┏━━

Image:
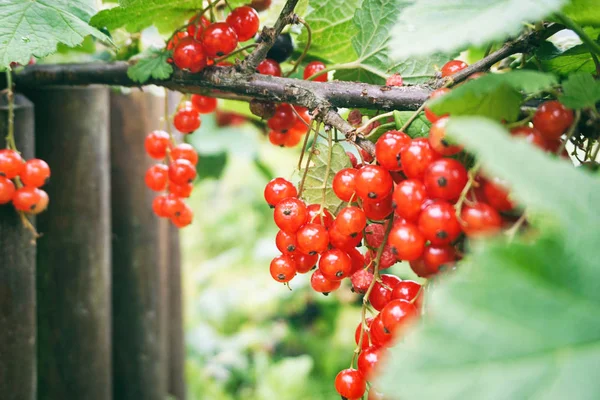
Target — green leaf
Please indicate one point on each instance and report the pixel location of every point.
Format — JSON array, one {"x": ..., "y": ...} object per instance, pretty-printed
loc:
[
  {"x": 430, "y": 26},
  {"x": 135, "y": 15},
  {"x": 153, "y": 65},
  {"x": 580, "y": 91},
  {"x": 519, "y": 320},
  {"x": 332, "y": 27},
  {"x": 316, "y": 184},
  {"x": 493, "y": 95},
  {"x": 583, "y": 12},
  {"x": 35, "y": 28}
]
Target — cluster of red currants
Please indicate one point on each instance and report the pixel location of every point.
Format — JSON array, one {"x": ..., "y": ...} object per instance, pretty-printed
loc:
[
  {"x": 202, "y": 42},
  {"x": 20, "y": 182},
  {"x": 177, "y": 174}
]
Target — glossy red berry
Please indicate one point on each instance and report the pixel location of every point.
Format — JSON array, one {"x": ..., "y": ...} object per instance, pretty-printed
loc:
[
  {"x": 452, "y": 67},
  {"x": 344, "y": 184},
  {"x": 30, "y": 200},
  {"x": 283, "y": 268},
  {"x": 182, "y": 172},
  {"x": 388, "y": 148},
  {"x": 445, "y": 179},
  {"x": 408, "y": 198},
  {"x": 321, "y": 284},
  {"x": 438, "y": 140},
  {"x": 416, "y": 158},
  {"x": 397, "y": 315},
  {"x": 35, "y": 173},
  {"x": 407, "y": 241},
  {"x": 283, "y": 119},
  {"x": 7, "y": 190},
  {"x": 552, "y": 119},
  {"x": 157, "y": 143},
  {"x": 313, "y": 68},
  {"x": 439, "y": 224},
  {"x": 245, "y": 22},
  {"x": 312, "y": 239},
  {"x": 187, "y": 119},
  {"x": 480, "y": 219},
  {"x": 269, "y": 67},
  {"x": 373, "y": 182},
  {"x": 350, "y": 384},
  {"x": 11, "y": 163},
  {"x": 189, "y": 54},
  {"x": 428, "y": 113},
  {"x": 219, "y": 39},
  {"x": 279, "y": 189},
  {"x": 350, "y": 221},
  {"x": 186, "y": 152},
  {"x": 156, "y": 177},
  {"x": 204, "y": 104},
  {"x": 290, "y": 214},
  {"x": 335, "y": 265},
  {"x": 394, "y": 80}
]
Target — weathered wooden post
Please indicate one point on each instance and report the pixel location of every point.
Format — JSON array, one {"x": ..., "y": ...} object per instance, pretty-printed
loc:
[
  {"x": 17, "y": 275},
  {"x": 74, "y": 253}
]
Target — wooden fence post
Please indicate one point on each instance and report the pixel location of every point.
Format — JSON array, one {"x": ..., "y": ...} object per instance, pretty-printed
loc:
[
  {"x": 17, "y": 275},
  {"x": 73, "y": 260}
]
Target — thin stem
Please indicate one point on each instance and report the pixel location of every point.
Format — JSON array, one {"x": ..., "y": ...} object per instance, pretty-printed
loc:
[
  {"x": 572, "y": 25},
  {"x": 308, "y": 42}
]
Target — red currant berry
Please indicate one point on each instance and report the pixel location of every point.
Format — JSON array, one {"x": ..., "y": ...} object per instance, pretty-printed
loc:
[
  {"x": 219, "y": 39},
  {"x": 445, "y": 179},
  {"x": 181, "y": 172},
  {"x": 186, "y": 119},
  {"x": 438, "y": 140},
  {"x": 283, "y": 268},
  {"x": 480, "y": 219},
  {"x": 156, "y": 144},
  {"x": 7, "y": 190},
  {"x": 321, "y": 284},
  {"x": 30, "y": 200},
  {"x": 350, "y": 221},
  {"x": 290, "y": 214},
  {"x": 156, "y": 177},
  {"x": 428, "y": 113},
  {"x": 407, "y": 241},
  {"x": 439, "y": 224},
  {"x": 189, "y": 55},
  {"x": 269, "y": 67},
  {"x": 408, "y": 198},
  {"x": 394, "y": 80},
  {"x": 552, "y": 119},
  {"x": 373, "y": 182},
  {"x": 284, "y": 118},
  {"x": 416, "y": 157},
  {"x": 397, "y": 314},
  {"x": 350, "y": 384},
  {"x": 496, "y": 195},
  {"x": 304, "y": 262},
  {"x": 316, "y": 215},
  {"x": 245, "y": 22},
  {"x": 11, "y": 163},
  {"x": 388, "y": 148},
  {"x": 313, "y": 68},
  {"x": 344, "y": 184},
  {"x": 335, "y": 265},
  {"x": 279, "y": 189},
  {"x": 35, "y": 173},
  {"x": 452, "y": 67},
  {"x": 204, "y": 104},
  {"x": 185, "y": 151},
  {"x": 312, "y": 239}
]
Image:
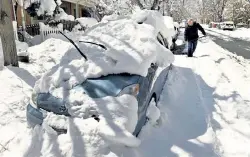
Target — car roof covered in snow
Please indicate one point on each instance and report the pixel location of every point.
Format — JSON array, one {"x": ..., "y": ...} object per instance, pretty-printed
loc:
[{"x": 131, "y": 48}]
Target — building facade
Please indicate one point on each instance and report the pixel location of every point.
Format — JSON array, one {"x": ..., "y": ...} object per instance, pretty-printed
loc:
[{"x": 71, "y": 7}]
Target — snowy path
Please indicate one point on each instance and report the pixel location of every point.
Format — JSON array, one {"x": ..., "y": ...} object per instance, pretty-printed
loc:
[{"x": 206, "y": 106}]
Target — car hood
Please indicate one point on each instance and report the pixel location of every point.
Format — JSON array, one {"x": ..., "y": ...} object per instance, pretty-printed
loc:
[{"x": 110, "y": 85}]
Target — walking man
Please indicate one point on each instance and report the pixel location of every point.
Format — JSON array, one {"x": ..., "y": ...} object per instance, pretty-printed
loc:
[{"x": 191, "y": 35}]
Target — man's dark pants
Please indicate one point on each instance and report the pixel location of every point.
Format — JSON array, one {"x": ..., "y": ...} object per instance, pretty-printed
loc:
[{"x": 191, "y": 47}]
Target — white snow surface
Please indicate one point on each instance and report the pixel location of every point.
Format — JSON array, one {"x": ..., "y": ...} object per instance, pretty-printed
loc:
[
  {"x": 22, "y": 48},
  {"x": 204, "y": 112},
  {"x": 87, "y": 22},
  {"x": 241, "y": 33},
  {"x": 127, "y": 42},
  {"x": 163, "y": 24},
  {"x": 1, "y": 55},
  {"x": 64, "y": 16}
]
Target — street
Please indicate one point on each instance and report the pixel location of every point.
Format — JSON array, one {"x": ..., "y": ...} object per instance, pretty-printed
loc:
[{"x": 234, "y": 45}]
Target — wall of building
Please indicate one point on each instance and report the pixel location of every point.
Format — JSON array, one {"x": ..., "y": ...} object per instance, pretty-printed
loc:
[{"x": 69, "y": 8}]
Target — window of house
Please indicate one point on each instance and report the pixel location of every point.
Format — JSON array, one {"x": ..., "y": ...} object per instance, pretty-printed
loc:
[
  {"x": 65, "y": 9},
  {"x": 75, "y": 13},
  {"x": 85, "y": 13}
]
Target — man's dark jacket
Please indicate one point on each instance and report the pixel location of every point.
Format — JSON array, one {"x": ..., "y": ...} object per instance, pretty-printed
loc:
[{"x": 191, "y": 32}]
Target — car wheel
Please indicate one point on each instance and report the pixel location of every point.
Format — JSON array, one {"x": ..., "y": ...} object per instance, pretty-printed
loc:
[{"x": 153, "y": 112}]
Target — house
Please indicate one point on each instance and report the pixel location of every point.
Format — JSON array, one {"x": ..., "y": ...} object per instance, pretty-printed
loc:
[{"x": 77, "y": 8}]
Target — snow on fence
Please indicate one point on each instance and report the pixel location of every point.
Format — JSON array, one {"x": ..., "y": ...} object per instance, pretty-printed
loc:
[
  {"x": 15, "y": 29},
  {"x": 45, "y": 30}
]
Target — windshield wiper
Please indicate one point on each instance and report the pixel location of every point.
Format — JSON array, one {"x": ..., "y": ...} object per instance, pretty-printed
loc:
[
  {"x": 72, "y": 42},
  {"x": 89, "y": 42}
]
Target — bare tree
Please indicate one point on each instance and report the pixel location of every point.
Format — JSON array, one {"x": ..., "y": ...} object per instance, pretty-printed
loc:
[{"x": 7, "y": 34}]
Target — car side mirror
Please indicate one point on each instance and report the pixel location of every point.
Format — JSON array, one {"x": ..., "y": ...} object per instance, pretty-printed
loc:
[{"x": 152, "y": 65}]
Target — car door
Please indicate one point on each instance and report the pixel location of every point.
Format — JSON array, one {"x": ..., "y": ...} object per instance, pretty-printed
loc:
[{"x": 143, "y": 96}]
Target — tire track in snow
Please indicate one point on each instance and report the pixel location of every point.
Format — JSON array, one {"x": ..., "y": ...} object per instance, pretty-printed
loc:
[
  {"x": 232, "y": 132},
  {"x": 217, "y": 143}
]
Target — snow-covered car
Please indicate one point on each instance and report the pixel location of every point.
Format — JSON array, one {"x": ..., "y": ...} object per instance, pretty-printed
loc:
[
  {"x": 87, "y": 22},
  {"x": 123, "y": 68},
  {"x": 183, "y": 24},
  {"x": 228, "y": 25},
  {"x": 177, "y": 27}
]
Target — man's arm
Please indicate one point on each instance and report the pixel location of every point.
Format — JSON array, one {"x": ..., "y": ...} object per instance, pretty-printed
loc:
[
  {"x": 185, "y": 34},
  {"x": 201, "y": 29}
]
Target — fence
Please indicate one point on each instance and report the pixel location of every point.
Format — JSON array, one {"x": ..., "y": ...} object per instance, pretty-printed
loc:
[{"x": 52, "y": 27}]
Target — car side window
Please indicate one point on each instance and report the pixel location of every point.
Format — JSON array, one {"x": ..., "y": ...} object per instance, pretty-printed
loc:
[
  {"x": 162, "y": 40},
  {"x": 151, "y": 73}
]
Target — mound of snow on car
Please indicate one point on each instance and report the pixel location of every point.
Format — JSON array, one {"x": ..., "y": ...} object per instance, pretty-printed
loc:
[{"x": 131, "y": 48}]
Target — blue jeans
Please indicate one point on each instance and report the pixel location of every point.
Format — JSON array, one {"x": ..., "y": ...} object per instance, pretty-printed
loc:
[{"x": 191, "y": 47}]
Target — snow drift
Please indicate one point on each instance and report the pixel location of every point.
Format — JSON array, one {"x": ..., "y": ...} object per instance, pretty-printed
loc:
[{"x": 131, "y": 48}]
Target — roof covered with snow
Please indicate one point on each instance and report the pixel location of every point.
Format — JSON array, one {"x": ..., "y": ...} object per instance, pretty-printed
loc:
[{"x": 131, "y": 48}]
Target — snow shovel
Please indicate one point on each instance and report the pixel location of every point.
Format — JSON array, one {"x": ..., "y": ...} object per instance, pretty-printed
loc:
[{"x": 182, "y": 49}]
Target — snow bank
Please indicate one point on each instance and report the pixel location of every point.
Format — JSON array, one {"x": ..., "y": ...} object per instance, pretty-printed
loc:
[
  {"x": 1, "y": 55},
  {"x": 155, "y": 19},
  {"x": 22, "y": 48},
  {"x": 127, "y": 42},
  {"x": 46, "y": 55},
  {"x": 241, "y": 33},
  {"x": 87, "y": 22},
  {"x": 131, "y": 48},
  {"x": 63, "y": 16}
]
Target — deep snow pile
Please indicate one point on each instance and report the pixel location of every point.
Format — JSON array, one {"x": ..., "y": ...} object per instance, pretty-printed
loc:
[
  {"x": 87, "y": 22},
  {"x": 22, "y": 48},
  {"x": 1, "y": 54},
  {"x": 46, "y": 55},
  {"x": 127, "y": 42},
  {"x": 131, "y": 48},
  {"x": 241, "y": 33},
  {"x": 164, "y": 25}
]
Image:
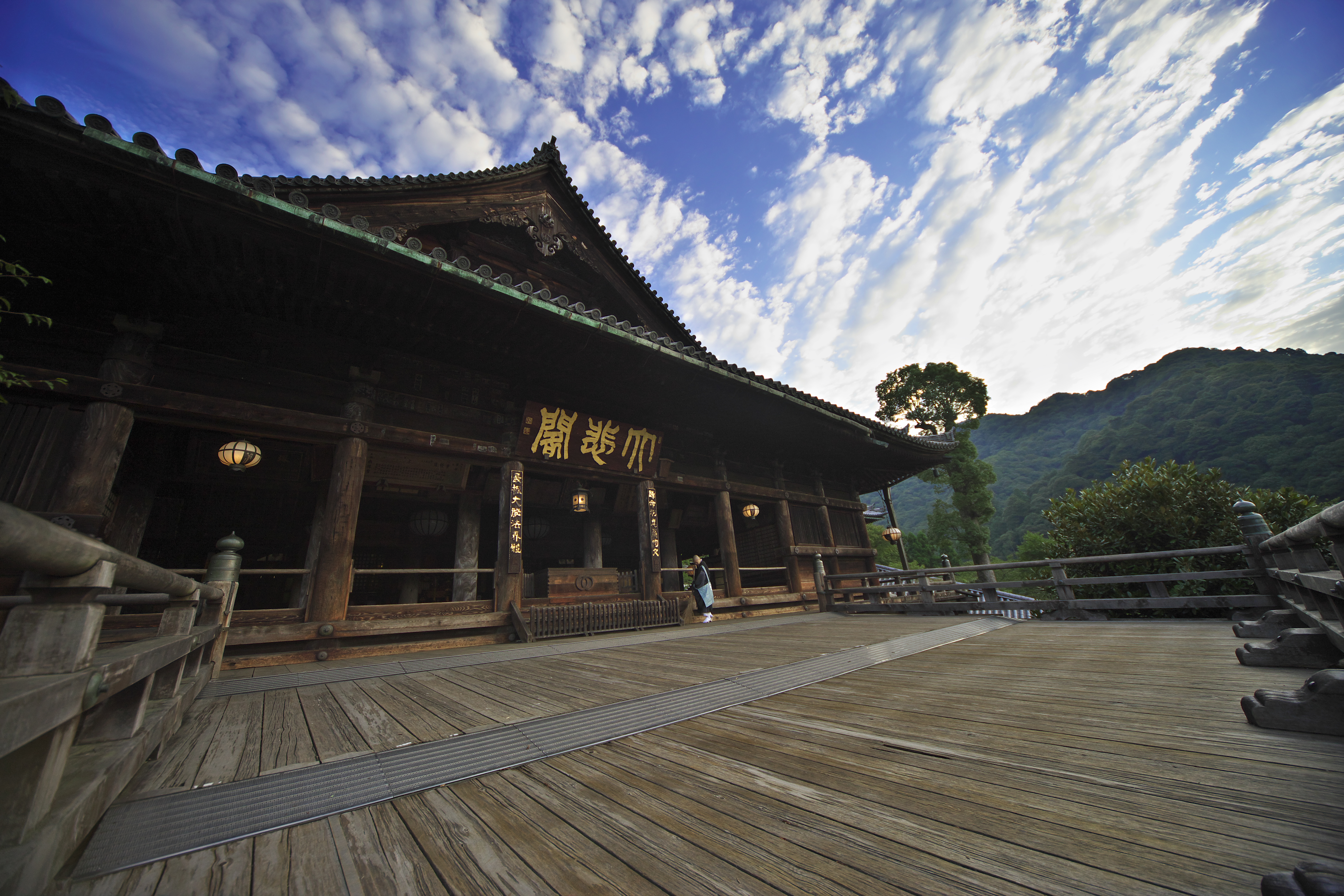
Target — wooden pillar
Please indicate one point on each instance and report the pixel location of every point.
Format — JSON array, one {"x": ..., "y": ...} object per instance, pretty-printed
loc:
[
  {"x": 93, "y": 460},
  {"x": 127, "y": 528},
  {"x": 592, "y": 541},
  {"x": 315, "y": 543},
  {"x": 509, "y": 566},
  {"x": 784, "y": 526},
  {"x": 54, "y": 635},
  {"x": 651, "y": 547},
  {"x": 467, "y": 555},
  {"x": 414, "y": 559},
  {"x": 671, "y": 562},
  {"x": 335, "y": 563},
  {"x": 728, "y": 545},
  {"x": 96, "y": 452}
]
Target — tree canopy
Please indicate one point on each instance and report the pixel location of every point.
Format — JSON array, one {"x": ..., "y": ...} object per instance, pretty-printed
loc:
[
  {"x": 1267, "y": 420},
  {"x": 937, "y": 398},
  {"x": 1146, "y": 507}
]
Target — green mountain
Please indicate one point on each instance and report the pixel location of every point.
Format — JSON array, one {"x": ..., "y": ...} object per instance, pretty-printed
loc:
[{"x": 1265, "y": 418}]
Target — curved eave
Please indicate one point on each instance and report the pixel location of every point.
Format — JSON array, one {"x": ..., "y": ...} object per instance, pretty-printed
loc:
[{"x": 878, "y": 436}]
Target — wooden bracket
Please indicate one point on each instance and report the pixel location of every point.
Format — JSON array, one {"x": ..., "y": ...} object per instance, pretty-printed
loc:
[{"x": 521, "y": 624}]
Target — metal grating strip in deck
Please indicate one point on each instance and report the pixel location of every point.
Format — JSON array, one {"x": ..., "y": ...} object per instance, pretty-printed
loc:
[
  {"x": 147, "y": 831},
  {"x": 530, "y": 652}
]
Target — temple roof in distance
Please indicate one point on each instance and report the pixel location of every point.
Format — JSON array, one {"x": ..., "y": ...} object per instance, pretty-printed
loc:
[{"x": 49, "y": 112}]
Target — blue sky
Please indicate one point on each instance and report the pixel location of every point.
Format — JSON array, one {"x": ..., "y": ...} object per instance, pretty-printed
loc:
[{"x": 1047, "y": 194}]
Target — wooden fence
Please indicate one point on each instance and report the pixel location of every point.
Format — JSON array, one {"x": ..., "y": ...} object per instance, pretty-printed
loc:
[
  {"x": 78, "y": 722},
  {"x": 589, "y": 618},
  {"x": 913, "y": 590}
]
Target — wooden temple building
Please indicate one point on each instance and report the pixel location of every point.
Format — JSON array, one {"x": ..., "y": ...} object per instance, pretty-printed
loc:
[
  {"x": 299, "y": 457},
  {"x": 433, "y": 369}
]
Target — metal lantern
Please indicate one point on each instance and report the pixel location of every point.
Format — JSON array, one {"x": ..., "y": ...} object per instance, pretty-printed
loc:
[
  {"x": 429, "y": 522},
  {"x": 238, "y": 456}
]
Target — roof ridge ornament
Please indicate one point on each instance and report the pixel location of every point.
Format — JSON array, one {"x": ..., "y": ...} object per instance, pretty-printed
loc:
[{"x": 548, "y": 152}]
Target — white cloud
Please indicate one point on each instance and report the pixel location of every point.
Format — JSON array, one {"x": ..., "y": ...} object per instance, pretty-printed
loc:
[{"x": 1058, "y": 228}]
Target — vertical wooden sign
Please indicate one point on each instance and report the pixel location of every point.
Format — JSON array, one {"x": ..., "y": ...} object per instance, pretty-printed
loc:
[
  {"x": 651, "y": 561},
  {"x": 515, "y": 521}
]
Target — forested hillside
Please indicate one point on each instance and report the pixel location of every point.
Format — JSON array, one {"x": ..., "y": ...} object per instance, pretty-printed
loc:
[{"x": 1265, "y": 418}]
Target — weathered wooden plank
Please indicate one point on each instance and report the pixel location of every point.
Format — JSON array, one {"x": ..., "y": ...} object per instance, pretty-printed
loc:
[
  {"x": 354, "y": 629},
  {"x": 330, "y": 727},
  {"x": 286, "y": 741},
  {"x": 767, "y": 859},
  {"x": 408, "y": 712},
  {"x": 846, "y": 855},
  {"x": 463, "y": 850},
  {"x": 224, "y": 870},
  {"x": 315, "y": 868},
  {"x": 678, "y": 867},
  {"x": 234, "y": 753},
  {"x": 546, "y": 841},
  {"x": 385, "y": 856},
  {"x": 373, "y": 723},
  {"x": 134, "y": 882},
  {"x": 181, "y": 758},
  {"x": 500, "y": 636}
]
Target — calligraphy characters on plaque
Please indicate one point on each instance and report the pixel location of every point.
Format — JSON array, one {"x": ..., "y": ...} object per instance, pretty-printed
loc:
[
  {"x": 570, "y": 437},
  {"x": 651, "y": 498},
  {"x": 515, "y": 512}
]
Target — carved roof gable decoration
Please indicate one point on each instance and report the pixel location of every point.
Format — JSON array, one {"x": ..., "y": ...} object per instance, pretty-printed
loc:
[{"x": 543, "y": 228}]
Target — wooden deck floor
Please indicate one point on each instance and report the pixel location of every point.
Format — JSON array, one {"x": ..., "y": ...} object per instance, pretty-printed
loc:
[{"x": 1041, "y": 758}]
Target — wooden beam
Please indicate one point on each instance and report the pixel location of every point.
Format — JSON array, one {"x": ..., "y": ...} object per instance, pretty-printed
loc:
[
  {"x": 784, "y": 527},
  {"x": 468, "y": 549},
  {"x": 335, "y": 562},
  {"x": 728, "y": 545},
  {"x": 95, "y": 457},
  {"x": 260, "y": 420},
  {"x": 592, "y": 541}
]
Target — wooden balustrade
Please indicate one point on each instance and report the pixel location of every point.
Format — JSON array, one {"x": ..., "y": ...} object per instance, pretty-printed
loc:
[
  {"x": 64, "y": 699},
  {"x": 589, "y": 618}
]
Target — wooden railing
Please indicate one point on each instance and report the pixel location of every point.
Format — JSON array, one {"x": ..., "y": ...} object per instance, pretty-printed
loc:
[
  {"x": 591, "y": 618},
  {"x": 1304, "y": 581},
  {"x": 913, "y": 590},
  {"x": 78, "y": 722}
]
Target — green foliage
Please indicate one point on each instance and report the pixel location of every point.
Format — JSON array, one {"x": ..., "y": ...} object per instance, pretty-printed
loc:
[
  {"x": 18, "y": 273},
  {"x": 1162, "y": 507},
  {"x": 941, "y": 398},
  {"x": 1267, "y": 420},
  {"x": 937, "y": 398},
  {"x": 888, "y": 554}
]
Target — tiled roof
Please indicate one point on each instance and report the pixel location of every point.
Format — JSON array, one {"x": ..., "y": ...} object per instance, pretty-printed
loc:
[{"x": 546, "y": 155}]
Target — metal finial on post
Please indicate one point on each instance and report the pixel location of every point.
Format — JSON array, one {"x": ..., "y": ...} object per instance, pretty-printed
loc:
[
  {"x": 225, "y": 565},
  {"x": 1249, "y": 521}
]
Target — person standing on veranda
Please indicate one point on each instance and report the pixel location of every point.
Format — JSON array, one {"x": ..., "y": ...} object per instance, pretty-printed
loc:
[{"x": 702, "y": 589}]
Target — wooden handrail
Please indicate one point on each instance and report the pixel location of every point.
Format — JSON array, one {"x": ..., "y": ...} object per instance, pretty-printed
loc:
[
  {"x": 30, "y": 543},
  {"x": 1326, "y": 524},
  {"x": 1025, "y": 565}
]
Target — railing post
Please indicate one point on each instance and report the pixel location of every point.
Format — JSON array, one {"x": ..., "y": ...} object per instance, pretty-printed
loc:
[
  {"x": 819, "y": 574},
  {"x": 1062, "y": 589},
  {"x": 925, "y": 589},
  {"x": 57, "y": 633}
]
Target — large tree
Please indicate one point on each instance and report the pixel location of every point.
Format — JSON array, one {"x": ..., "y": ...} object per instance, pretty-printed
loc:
[
  {"x": 14, "y": 272},
  {"x": 941, "y": 398}
]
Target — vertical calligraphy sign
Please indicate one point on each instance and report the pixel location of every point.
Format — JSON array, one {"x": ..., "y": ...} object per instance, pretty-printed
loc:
[
  {"x": 515, "y": 522},
  {"x": 651, "y": 498}
]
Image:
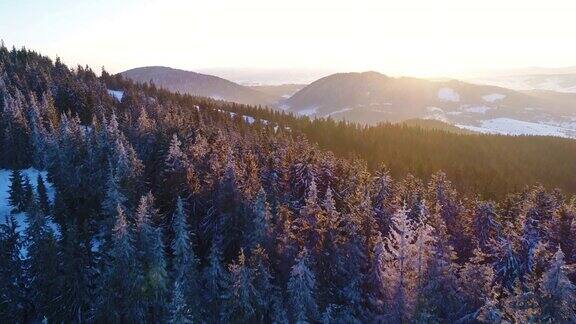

┗━━

■ Your instructions:
Please arrange the lines above as a numbered list, beginning at the line that contains "Target — railing post" and ending with the last line. Skip blank lines and leave the pictures out.

■ Result for this task:
1. Target — railing post
2. Please indicate one point on each instance and report the pixel location of every point.
3. Format — JSON array, one {"x": ..., "y": ...} object per instance, pretty-printed
4. loc:
5. [
6.   {"x": 819, "y": 574},
7.   {"x": 1062, "y": 589},
8.   {"x": 925, "y": 589},
9.   {"x": 57, "y": 633}
10. ]
11. Target — large tree
12. Please indicate one point on each instance and report the pixel location of every point.
13. Format — JSON array, one {"x": ..., "y": ...} object per instance, pretty-printed
14. loc:
15. [
16.   {"x": 14, "y": 272},
17.   {"x": 941, "y": 398}
18. ]
19. Target — vertical calligraphy sign
20. Please indicate one point on each instance and report the pixel location of every point.
21. Format — JSON array, one {"x": ..., "y": ...} object per instance, pretty-printed
22. loc:
23. [
24.   {"x": 515, "y": 522},
25.   {"x": 651, "y": 498}
26. ]
27. Image:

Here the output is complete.